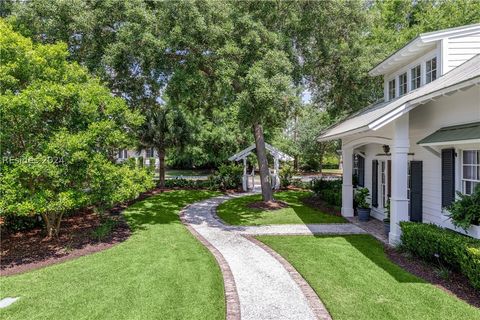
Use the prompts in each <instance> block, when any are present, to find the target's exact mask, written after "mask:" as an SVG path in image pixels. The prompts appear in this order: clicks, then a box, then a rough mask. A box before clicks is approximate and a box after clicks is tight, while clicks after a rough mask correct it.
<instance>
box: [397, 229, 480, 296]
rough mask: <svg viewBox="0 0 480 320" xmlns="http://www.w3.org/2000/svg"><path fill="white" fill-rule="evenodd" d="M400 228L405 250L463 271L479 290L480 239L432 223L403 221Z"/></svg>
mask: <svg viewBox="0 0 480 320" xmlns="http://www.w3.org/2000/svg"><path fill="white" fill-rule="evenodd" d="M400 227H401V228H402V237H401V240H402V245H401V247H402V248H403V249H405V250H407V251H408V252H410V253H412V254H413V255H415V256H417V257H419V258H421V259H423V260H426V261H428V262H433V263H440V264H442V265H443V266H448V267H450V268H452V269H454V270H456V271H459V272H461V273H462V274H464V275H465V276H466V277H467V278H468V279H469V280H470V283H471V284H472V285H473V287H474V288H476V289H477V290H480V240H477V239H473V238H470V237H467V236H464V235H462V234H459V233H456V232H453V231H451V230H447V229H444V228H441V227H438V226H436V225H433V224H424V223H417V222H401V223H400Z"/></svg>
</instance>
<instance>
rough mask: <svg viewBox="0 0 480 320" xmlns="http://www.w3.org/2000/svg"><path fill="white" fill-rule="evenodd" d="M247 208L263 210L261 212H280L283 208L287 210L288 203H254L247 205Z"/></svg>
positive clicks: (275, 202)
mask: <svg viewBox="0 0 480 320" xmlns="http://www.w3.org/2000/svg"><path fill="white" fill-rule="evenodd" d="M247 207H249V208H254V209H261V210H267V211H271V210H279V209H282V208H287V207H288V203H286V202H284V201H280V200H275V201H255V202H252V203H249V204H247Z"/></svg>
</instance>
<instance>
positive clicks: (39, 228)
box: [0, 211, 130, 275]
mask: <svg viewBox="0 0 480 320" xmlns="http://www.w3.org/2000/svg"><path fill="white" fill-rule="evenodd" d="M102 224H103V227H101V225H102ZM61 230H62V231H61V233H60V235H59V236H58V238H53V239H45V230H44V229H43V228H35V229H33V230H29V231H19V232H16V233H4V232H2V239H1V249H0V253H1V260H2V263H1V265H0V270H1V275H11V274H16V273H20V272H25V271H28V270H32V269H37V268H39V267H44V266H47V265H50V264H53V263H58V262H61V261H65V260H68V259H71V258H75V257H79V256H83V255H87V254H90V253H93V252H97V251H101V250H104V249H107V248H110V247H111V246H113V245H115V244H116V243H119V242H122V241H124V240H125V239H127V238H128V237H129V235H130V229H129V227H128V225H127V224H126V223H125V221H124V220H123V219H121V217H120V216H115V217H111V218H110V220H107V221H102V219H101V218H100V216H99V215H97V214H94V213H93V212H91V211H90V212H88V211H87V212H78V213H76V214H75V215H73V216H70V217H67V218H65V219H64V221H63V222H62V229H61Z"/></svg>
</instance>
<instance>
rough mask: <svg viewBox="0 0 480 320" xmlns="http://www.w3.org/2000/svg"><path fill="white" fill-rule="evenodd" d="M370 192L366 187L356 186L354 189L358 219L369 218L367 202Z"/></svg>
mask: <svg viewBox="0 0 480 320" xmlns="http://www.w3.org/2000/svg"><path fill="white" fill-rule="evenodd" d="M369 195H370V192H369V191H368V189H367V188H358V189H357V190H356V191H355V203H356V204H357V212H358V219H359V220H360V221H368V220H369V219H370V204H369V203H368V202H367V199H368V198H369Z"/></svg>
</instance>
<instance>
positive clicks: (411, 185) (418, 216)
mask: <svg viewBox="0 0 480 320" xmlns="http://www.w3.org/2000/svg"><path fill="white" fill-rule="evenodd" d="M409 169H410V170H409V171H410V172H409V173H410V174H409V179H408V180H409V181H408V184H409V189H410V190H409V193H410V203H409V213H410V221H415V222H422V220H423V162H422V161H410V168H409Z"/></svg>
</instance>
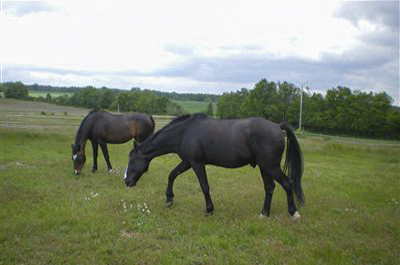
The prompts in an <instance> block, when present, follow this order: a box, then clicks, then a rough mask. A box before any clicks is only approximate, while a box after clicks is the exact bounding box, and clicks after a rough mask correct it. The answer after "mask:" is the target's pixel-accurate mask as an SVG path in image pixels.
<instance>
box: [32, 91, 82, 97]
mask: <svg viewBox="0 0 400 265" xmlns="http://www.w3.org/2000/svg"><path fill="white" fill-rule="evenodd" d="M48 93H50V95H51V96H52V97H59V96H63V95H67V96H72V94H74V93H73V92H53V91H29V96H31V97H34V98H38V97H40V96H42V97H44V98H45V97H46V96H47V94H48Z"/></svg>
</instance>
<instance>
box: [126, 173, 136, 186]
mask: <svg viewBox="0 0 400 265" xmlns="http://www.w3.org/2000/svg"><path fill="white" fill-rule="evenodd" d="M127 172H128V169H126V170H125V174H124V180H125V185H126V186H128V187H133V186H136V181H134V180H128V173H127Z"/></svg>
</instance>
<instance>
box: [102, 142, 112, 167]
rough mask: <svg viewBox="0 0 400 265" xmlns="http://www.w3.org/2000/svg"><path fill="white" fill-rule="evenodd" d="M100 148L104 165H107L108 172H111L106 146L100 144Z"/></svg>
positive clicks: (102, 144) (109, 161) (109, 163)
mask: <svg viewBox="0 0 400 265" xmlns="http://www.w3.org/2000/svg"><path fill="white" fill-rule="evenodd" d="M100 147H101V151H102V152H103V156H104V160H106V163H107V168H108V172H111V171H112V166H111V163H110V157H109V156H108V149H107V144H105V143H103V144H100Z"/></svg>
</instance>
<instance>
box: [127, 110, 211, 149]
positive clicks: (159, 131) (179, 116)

### [Aim of the task]
The expected output is the full material above, unaltered, with pictures removed.

### [Task solution]
Use the prompts in each <instance> block, when any are present, to find the target's exact mask, written after "mask:" as an SVG path in image pixels. The prompts appear in this order: clicks, then a box, then a rough mask. A box before clicks is approximate and a box after clicks is tight, while clicks after a rough mask correct it.
<instance>
box: [397, 229, 480, 296]
rough mask: <svg viewBox="0 0 480 320" xmlns="http://www.w3.org/2000/svg"><path fill="white" fill-rule="evenodd" d="M400 228L405 250L463 271L479 290L480 239L432 223L403 221Z"/></svg>
mask: <svg viewBox="0 0 480 320" xmlns="http://www.w3.org/2000/svg"><path fill="white" fill-rule="evenodd" d="M400 227H401V228H402V237H401V240H402V245H401V247H402V248H403V249H405V250H407V251H408V252H410V253H412V254H413V255H415V256H417V257H419V258H421V259H423V260H426V261H428V262H433V263H440V264H442V265H443V266H448V267H450V268H452V269H454V270H456V271H459V272H461V273H462V274H464V275H465V276H466V277H467V278H468V279H469V280H470V283H471V284H472V285H473V287H474V288H476V289H477V290H480V240H477V239H473V238H470V237H467V236H464V235H462V234H459V233H456V232H453V231H451V230H447V229H444V228H441V227H438V226H436V225H433V224H424V223H417V222H401V223H400Z"/></svg>
</instance>
<instance>
rough mask: <svg viewBox="0 0 480 320" xmlns="http://www.w3.org/2000/svg"><path fill="white" fill-rule="evenodd" d="M247 208L263 210L261 212H280L283 208L287 210L288 203H254L247 205Z"/></svg>
positive clicks: (275, 202)
mask: <svg viewBox="0 0 480 320" xmlns="http://www.w3.org/2000/svg"><path fill="white" fill-rule="evenodd" d="M247 207H249V208H254V209H261V210H267V211H271V210H279V209H282V208H287V207H288V203H286V202H284V201H280V200H275V201H255V202H252V203H249V204H247Z"/></svg>
</instance>
<instance>
positive clicks: (39, 228)
box: [0, 211, 130, 275]
mask: <svg viewBox="0 0 480 320" xmlns="http://www.w3.org/2000/svg"><path fill="white" fill-rule="evenodd" d="M102 224H103V227H101V225H102ZM61 230H62V231H61V233H60V235H59V236H58V238H53V239H45V230H44V229H43V228H35V229H33V230H29V231H19V232H16V233H4V232H2V239H1V249H0V253H1V260H2V263H1V265H0V270H1V275H11V274H16V273H20V272H25V271H28V270H32V269H37V268H39V267H44V266H47V265H50V264H53V263H58V262H61V261H65V260H68V259H71V258H75V257H79V256H83V255H87V254H90V253H93V252H97V251H101V250H104V249H107V248H110V247H111V246H113V245H115V244H116V243H119V242H122V241H124V240H125V239H127V238H128V237H129V235H130V229H129V227H128V225H127V224H126V223H125V221H124V220H123V219H121V217H120V216H115V217H111V218H110V220H107V221H102V219H101V218H100V216H99V215H97V214H94V213H93V212H91V211H90V212H88V211H87V212H78V213H76V214H75V215H73V216H70V217H67V218H65V219H64V221H63V222H62V229H61Z"/></svg>
</instance>
<instance>
rough mask: <svg viewBox="0 0 480 320" xmlns="http://www.w3.org/2000/svg"><path fill="white" fill-rule="evenodd" d="M370 192L366 187L356 186L354 189L358 219L369 218L367 202Z"/></svg>
mask: <svg viewBox="0 0 480 320" xmlns="http://www.w3.org/2000/svg"><path fill="white" fill-rule="evenodd" d="M369 195H370V192H369V191H368V189H367V188H358V189H357V190H356V191H355V203H356V204H357V212H358V219H359V220H360V221H368V220H369V219H370V204H369V203H368V202H367V199H368V198H369Z"/></svg>
</instance>
<instance>
positive clicks: (411, 185) (418, 216)
mask: <svg viewBox="0 0 480 320" xmlns="http://www.w3.org/2000/svg"><path fill="white" fill-rule="evenodd" d="M409 169H410V170H409V171H410V172H409V173H410V174H409V179H408V180H409V181H408V184H409V189H410V190H409V193H410V203H409V213H410V221H415V222H422V220H423V162H422V161H410V168H409Z"/></svg>
</instance>
The prompts in an <instance> block, when present, follow this order: a box, then clicks, then a rough mask. A box before any clicks is only approximate, while a box after clicks is the exact bounding box, and clicks after a rough mask correct it. The answer after "mask:" is the target's pixel-accurate mask as an SVG path in image pixels.
<instance>
box: [32, 91, 82, 97]
mask: <svg viewBox="0 0 400 265" xmlns="http://www.w3.org/2000/svg"><path fill="white" fill-rule="evenodd" d="M48 93H50V95H51V96H52V97H59V96H63V95H67V96H72V94H74V93H73V92H53V91H29V96H31V97H34V98H38V97H40V96H42V97H44V98H45V97H46V96H47V94H48Z"/></svg>
</instance>
<instance>
box: [126, 173, 136, 186]
mask: <svg viewBox="0 0 400 265" xmlns="http://www.w3.org/2000/svg"><path fill="white" fill-rule="evenodd" d="M127 172H128V169H126V170H125V174H124V180H125V185H126V186H128V187H133V186H136V181H134V180H128V173H127Z"/></svg>
</instance>
<instance>
box: [102, 142, 112, 167]
rough mask: <svg viewBox="0 0 400 265" xmlns="http://www.w3.org/2000/svg"><path fill="white" fill-rule="evenodd" d="M100 148L104 165H107L108 172H111L106 146L100 144Z"/></svg>
positive clicks: (102, 144) (109, 161) (109, 163)
mask: <svg viewBox="0 0 400 265" xmlns="http://www.w3.org/2000/svg"><path fill="white" fill-rule="evenodd" d="M100 147H101V151H102V152H103V156H104V160H106V163H107V168H108V172H111V171H112V166H111V163H110V157H109V156H108V149H107V144H105V143H103V144H100Z"/></svg>
</instance>
<instance>
box: [127, 110, 211, 149]
positive clicks: (159, 131) (179, 116)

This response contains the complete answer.